Entries for pointing and labeling

— Begin —

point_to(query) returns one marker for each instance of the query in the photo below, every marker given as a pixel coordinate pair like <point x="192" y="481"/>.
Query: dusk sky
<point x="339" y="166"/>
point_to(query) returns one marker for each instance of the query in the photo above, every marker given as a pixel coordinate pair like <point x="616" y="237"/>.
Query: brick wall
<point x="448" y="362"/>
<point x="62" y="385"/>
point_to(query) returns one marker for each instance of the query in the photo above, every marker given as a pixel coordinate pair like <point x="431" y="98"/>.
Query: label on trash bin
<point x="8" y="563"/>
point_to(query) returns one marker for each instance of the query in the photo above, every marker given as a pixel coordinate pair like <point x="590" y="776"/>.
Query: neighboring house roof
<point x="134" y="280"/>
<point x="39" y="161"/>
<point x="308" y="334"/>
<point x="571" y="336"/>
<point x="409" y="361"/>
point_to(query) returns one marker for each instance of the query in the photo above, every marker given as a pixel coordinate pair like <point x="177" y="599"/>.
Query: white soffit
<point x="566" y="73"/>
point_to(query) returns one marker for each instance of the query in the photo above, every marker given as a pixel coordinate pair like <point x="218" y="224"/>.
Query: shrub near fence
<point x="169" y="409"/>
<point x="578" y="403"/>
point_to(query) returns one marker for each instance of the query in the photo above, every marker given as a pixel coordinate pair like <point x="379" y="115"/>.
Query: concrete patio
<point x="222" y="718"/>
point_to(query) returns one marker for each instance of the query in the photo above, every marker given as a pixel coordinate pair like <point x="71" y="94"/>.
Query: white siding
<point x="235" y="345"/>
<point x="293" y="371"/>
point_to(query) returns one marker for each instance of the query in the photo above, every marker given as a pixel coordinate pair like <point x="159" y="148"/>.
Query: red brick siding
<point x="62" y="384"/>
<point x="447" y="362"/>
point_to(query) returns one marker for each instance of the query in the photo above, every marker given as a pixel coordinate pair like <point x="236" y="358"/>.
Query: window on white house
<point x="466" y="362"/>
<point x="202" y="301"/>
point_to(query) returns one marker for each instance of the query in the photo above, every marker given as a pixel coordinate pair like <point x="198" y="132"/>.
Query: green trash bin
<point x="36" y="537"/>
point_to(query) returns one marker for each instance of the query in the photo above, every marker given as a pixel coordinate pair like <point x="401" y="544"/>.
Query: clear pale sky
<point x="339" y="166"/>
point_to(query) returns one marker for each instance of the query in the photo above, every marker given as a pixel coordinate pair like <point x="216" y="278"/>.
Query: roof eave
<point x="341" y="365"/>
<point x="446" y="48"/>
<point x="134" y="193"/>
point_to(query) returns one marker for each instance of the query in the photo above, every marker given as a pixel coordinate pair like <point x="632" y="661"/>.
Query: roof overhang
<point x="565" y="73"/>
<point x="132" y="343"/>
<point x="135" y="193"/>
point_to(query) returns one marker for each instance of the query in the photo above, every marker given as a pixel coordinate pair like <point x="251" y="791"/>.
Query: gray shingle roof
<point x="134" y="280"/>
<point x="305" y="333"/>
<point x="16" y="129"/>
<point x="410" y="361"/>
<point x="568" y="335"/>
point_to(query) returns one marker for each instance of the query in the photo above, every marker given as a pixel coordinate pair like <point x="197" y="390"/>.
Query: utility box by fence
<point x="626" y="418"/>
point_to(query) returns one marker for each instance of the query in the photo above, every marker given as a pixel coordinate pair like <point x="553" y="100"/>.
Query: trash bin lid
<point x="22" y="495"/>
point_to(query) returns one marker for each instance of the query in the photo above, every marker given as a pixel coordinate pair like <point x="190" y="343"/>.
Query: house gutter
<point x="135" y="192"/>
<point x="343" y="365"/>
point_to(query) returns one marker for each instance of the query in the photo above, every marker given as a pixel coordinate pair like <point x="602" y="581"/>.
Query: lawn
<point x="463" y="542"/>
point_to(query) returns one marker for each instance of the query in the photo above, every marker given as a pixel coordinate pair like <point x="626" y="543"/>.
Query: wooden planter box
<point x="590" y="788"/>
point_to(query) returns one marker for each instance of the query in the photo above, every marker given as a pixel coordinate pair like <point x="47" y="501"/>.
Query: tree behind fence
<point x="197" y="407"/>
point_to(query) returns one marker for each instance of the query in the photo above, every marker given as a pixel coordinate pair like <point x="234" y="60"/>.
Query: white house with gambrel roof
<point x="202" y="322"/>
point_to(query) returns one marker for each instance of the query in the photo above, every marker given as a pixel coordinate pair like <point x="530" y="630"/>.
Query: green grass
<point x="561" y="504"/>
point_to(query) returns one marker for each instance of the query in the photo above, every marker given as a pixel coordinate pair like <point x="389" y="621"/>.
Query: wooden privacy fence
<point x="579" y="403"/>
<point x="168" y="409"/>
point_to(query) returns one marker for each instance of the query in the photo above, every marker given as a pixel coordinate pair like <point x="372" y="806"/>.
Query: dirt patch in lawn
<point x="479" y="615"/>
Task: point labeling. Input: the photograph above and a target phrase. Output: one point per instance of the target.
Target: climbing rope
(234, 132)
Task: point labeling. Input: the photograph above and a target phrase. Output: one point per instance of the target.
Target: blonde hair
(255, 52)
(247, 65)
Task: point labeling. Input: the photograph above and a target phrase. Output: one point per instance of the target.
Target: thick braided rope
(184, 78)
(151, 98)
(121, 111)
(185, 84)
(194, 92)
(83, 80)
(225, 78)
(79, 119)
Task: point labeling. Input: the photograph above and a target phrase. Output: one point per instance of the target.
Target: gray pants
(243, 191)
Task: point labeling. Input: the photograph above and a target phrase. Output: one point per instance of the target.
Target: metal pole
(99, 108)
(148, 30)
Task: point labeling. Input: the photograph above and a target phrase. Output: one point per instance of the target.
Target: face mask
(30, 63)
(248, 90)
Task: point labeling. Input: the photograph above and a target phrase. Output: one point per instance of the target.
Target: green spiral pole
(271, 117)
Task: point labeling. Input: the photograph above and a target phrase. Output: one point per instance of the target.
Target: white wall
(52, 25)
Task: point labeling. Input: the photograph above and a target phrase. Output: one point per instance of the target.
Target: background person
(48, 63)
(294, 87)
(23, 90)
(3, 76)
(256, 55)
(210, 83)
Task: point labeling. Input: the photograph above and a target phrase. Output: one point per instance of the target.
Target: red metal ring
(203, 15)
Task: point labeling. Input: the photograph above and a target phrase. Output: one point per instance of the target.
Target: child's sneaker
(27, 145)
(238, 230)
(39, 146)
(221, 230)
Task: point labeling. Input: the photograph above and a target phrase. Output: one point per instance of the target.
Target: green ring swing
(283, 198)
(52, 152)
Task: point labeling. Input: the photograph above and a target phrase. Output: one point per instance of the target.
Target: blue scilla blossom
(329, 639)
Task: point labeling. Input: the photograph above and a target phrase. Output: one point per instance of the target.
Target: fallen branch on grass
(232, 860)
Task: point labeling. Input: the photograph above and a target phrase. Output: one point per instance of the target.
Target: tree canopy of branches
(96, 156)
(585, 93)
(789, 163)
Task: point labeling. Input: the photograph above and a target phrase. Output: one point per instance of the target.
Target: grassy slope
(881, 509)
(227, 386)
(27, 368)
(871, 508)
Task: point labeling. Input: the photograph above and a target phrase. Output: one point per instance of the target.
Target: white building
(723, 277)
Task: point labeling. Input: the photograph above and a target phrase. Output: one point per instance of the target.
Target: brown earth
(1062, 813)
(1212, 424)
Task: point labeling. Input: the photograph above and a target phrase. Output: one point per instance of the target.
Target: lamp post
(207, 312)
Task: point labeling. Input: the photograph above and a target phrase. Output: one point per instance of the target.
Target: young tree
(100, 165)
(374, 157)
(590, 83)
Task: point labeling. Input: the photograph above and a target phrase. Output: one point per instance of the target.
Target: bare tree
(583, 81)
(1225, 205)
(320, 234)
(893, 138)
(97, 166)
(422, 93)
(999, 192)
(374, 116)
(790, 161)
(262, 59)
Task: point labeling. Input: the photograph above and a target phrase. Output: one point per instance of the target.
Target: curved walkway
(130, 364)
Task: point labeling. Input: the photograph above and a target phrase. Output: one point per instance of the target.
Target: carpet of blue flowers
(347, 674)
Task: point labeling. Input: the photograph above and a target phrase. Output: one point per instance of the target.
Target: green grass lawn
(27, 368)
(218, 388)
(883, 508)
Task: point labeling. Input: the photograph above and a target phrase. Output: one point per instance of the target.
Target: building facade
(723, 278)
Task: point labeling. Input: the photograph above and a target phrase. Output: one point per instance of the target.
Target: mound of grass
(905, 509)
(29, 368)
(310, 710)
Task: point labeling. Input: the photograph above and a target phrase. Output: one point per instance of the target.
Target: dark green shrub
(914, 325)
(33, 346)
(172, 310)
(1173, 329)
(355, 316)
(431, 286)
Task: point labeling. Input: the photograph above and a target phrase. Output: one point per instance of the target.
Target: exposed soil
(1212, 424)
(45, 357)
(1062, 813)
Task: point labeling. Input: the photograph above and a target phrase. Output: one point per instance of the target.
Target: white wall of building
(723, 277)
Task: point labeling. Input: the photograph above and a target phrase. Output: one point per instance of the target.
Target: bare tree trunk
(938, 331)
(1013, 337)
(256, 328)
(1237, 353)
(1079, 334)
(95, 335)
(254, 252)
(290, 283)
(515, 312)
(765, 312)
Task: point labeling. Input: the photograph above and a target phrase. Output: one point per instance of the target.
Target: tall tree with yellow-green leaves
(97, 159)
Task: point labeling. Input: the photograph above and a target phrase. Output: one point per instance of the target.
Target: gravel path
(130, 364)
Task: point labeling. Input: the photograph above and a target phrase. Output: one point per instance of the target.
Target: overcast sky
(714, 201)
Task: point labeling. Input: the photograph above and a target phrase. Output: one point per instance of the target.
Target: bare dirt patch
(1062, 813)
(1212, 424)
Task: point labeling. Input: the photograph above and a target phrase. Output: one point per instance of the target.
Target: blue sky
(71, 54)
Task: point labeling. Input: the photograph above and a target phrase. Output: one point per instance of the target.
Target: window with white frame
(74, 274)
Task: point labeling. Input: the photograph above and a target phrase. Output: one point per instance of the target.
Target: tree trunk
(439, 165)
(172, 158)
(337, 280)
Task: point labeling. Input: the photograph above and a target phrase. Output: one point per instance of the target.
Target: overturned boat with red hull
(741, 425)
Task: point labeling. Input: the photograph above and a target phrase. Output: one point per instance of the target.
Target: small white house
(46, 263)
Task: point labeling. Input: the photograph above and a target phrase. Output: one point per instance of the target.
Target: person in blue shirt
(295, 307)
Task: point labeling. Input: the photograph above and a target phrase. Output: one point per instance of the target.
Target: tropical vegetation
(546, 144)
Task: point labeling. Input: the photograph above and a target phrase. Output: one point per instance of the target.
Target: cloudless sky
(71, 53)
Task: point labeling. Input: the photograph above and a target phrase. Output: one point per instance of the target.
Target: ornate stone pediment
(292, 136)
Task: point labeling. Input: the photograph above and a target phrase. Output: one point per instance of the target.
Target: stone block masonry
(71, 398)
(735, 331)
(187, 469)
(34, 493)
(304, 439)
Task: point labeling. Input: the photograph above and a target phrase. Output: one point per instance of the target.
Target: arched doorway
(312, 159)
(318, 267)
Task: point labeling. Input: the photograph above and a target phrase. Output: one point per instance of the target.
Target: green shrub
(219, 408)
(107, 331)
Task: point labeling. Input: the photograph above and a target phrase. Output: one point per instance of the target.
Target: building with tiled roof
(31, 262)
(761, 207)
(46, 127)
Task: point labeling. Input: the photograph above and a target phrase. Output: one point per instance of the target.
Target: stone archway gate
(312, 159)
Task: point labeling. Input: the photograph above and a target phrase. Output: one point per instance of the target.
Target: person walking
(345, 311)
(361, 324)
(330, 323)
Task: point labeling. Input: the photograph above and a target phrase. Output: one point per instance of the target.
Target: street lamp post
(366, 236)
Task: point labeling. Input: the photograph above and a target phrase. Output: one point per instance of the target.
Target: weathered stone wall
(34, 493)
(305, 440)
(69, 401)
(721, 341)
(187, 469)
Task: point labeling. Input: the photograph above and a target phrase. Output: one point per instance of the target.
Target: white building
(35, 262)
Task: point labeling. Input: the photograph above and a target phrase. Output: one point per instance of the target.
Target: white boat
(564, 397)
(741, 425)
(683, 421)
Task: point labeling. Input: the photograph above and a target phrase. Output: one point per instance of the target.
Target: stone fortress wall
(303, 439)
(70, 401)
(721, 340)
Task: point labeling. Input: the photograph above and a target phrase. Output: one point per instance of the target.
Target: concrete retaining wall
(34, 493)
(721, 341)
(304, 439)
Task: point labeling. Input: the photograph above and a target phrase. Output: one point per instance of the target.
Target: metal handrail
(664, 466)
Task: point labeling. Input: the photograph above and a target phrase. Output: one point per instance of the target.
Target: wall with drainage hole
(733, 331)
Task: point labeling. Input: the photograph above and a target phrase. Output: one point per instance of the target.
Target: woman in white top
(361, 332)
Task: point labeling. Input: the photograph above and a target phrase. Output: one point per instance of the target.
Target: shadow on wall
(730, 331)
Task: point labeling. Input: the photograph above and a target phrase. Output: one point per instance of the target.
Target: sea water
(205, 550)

— End —

Stated task
List every line of the records above that contains the word "fence", copying each line in full. Case counts, so match only that exact capitalization.

Completed task
Query: shrub near fence
Query: utility box by fence
Query: tree behind fence
Query: wooden privacy fence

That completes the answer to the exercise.